### Stated task
Reproduce verbatim the stretch of the records from the line containing "Where can you spot the grey" through the end of the records, with both ends included.
================
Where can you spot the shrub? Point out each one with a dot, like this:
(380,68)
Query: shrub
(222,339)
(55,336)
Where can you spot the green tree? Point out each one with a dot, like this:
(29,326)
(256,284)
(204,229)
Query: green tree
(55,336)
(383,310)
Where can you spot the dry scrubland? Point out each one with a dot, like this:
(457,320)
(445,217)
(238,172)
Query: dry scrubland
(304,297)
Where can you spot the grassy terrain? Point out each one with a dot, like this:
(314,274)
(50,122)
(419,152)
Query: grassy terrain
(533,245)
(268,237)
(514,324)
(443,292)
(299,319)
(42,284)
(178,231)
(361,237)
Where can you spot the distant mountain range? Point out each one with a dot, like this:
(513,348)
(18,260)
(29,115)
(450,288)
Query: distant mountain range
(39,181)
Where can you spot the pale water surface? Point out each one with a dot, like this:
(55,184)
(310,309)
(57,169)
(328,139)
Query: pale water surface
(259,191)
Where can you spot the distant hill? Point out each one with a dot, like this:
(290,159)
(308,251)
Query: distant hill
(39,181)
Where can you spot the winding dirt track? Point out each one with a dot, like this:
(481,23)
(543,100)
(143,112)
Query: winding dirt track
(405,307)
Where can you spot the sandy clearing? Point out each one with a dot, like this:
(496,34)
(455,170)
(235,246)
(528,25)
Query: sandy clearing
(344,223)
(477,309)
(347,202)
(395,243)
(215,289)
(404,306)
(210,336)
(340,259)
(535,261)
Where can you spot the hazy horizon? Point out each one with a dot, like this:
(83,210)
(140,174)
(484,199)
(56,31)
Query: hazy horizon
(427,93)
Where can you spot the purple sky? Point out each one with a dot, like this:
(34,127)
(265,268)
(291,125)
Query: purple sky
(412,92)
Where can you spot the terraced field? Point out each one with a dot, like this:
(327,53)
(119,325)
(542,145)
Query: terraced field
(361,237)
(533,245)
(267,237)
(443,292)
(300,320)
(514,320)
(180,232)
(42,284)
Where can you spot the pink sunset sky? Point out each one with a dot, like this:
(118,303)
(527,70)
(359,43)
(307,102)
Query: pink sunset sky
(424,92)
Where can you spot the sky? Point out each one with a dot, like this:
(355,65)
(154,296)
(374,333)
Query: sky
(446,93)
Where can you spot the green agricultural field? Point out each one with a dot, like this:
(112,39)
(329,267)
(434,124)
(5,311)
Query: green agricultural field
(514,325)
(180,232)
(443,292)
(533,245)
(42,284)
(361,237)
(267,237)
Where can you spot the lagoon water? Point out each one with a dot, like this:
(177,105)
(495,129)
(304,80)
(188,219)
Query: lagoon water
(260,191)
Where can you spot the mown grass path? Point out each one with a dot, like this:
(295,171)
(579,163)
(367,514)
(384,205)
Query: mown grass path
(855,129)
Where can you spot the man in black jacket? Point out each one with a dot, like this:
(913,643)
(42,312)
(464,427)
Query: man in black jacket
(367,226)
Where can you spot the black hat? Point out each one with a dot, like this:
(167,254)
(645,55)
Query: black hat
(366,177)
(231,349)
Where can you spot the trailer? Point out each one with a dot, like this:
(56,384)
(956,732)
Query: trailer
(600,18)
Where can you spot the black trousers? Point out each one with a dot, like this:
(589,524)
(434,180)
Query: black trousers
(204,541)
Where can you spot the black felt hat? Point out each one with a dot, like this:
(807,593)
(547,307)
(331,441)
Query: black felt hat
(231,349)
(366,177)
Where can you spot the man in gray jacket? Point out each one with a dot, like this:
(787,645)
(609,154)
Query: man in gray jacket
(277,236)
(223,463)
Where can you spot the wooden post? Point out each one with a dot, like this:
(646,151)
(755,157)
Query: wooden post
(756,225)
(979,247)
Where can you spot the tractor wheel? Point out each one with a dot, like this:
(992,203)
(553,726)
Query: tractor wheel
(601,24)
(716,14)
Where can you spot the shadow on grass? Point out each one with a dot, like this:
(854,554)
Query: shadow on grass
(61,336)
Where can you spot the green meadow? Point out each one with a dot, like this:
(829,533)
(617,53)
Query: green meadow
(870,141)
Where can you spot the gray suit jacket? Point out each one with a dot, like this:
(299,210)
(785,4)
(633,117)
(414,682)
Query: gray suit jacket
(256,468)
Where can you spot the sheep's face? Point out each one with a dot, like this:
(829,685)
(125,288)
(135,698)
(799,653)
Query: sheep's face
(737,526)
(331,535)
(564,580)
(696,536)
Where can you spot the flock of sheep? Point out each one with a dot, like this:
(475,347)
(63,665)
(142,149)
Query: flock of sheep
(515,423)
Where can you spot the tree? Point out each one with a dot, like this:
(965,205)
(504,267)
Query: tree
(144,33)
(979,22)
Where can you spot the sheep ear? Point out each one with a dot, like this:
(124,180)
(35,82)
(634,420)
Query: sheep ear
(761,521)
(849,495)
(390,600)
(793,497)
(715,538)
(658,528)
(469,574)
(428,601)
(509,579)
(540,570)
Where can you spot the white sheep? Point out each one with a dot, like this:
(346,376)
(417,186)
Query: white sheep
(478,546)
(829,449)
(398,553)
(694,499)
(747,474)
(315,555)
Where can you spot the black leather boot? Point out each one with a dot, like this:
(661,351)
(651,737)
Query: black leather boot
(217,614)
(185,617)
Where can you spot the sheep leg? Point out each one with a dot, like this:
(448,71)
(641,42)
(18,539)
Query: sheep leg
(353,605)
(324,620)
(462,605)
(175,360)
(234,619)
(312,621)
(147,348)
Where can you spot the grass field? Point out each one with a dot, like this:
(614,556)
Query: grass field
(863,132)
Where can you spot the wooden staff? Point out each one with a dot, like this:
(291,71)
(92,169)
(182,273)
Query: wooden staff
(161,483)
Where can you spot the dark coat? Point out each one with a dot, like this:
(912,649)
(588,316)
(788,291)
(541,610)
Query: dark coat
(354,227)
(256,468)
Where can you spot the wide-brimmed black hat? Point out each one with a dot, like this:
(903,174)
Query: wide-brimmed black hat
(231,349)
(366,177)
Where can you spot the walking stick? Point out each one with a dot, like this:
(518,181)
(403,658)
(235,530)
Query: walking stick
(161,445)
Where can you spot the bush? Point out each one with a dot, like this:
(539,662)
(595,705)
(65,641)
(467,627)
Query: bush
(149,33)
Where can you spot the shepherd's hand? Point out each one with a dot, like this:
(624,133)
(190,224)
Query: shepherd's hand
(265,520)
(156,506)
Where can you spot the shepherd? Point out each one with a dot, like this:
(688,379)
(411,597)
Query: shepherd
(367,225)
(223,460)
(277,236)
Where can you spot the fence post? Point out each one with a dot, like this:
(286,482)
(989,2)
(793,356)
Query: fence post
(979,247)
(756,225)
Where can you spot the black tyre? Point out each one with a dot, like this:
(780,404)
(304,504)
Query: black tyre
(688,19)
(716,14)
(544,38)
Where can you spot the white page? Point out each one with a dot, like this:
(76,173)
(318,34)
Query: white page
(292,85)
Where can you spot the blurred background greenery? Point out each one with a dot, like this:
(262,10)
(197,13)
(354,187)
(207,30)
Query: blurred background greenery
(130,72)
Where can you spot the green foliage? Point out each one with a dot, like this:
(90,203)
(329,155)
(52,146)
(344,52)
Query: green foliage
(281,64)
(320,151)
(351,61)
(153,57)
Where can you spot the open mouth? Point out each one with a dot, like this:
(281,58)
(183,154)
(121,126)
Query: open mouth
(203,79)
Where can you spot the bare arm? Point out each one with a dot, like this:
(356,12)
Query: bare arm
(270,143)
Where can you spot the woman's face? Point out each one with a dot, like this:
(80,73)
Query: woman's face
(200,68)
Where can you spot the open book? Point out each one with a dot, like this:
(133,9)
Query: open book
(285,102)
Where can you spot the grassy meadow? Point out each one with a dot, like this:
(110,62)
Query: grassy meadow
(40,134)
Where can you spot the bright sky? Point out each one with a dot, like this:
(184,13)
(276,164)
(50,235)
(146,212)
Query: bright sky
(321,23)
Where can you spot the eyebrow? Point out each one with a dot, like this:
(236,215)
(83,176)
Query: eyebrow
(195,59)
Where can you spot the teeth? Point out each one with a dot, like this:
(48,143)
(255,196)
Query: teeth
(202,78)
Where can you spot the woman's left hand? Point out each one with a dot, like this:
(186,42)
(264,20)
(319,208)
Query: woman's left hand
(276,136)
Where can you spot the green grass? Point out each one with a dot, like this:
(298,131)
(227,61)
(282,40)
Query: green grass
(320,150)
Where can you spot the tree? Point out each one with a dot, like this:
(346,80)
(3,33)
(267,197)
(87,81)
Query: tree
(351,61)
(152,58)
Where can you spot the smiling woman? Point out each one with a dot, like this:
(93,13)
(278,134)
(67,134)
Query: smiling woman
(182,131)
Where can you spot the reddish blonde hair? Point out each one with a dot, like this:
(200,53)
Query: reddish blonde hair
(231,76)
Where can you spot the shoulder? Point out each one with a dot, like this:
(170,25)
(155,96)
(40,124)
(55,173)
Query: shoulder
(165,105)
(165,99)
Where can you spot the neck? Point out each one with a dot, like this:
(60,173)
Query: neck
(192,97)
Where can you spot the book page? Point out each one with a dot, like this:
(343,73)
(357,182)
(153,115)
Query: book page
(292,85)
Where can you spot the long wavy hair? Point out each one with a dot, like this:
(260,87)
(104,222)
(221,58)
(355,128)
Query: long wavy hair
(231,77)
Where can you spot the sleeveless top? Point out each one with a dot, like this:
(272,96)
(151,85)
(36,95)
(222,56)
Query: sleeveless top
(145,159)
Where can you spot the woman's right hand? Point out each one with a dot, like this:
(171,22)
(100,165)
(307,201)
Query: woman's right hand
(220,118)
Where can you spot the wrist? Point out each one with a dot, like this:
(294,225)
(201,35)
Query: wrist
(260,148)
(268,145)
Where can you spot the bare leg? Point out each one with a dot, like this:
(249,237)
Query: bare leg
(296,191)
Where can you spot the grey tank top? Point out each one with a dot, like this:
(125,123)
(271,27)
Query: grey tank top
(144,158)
================
### Problem solution
Where can you spot the grey tank top? Point out each one with a dot, like this:
(125,123)
(271,27)
Query: grey tank top
(144,158)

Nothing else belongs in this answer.